Copy the material below line for line, leaving every character unchanged.

[Dataset rows]
---+---
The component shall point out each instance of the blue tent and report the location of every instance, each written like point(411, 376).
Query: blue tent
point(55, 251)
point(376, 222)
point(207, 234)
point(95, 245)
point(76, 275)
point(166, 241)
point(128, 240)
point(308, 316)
---+---
Exercise answer ->
The component shall point out each instance of the blue tent and report the location of every instance, each written like point(411, 376).
Query: blue tent
point(55, 251)
point(376, 222)
point(207, 234)
point(95, 245)
point(76, 275)
point(166, 241)
point(128, 240)
point(308, 316)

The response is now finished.